◆ **Tekst źródłowy**:
○ ○ ○
"Zasłużył na lepszy los, niż śmierć w błocie" - Philip Kearny - Generałowie Wojny Secesyjnej vol. 8
Błyskawice gwałtownej burzy rozdzierały niebo raz po raz, a grzmoty podniebnych wyładowań mieszały się z trzaskami muszkietów i rykiem dział. Generał Philip Kearny właśnie otrzymał wieści, że w linii jego jednostek znajduje się wyrwa i postanowił sprawdzić te doniesienia osobiście. Na sugestię swojego podkomendnego, że to niezwykle niebezpieczne odpowiedział: "Rebeliancka kula, która mnie zabije nie została jeszcze odlana" i spiął konia udając się w obranym kierunku. Był 1 września 1862 roku.
○ ○ ○
◆ **Zbiór danych**:
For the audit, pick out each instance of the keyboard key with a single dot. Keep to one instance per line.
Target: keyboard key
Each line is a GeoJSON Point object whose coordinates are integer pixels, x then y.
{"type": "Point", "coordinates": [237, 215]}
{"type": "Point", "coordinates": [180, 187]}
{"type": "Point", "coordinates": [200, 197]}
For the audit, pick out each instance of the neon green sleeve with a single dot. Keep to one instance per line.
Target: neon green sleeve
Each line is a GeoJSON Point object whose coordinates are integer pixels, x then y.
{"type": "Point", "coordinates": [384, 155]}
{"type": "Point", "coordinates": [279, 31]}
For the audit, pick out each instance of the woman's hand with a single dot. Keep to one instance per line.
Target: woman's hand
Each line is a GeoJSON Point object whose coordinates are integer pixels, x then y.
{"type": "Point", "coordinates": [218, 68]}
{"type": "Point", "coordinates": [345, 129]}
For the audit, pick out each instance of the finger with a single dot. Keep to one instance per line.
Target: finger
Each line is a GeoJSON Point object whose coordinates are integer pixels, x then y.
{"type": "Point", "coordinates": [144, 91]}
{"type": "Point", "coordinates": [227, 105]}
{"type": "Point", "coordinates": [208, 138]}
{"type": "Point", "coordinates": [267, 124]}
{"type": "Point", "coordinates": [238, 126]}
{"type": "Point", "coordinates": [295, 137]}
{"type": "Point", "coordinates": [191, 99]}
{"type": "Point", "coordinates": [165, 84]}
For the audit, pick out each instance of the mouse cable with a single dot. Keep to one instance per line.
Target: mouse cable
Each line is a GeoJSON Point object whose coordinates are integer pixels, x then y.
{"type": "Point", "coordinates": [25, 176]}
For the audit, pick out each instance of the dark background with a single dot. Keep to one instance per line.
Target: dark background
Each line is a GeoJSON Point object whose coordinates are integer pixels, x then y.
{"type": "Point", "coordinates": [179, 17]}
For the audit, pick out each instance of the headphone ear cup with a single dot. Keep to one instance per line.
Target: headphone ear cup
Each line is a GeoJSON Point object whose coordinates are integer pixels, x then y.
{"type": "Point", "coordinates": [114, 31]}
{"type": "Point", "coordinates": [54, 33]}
○ ○ ○
Jakie odgłosy mieszały się ze sobą według tekstu o generale Kearnym? Wymień wszystkie. Wpisy nie mają tu żadnego znaczenia.

◆ **Wykonane zadanie**:
Grzmoty podniebnych wyładowań, trzaski muszkietów i ryk dział.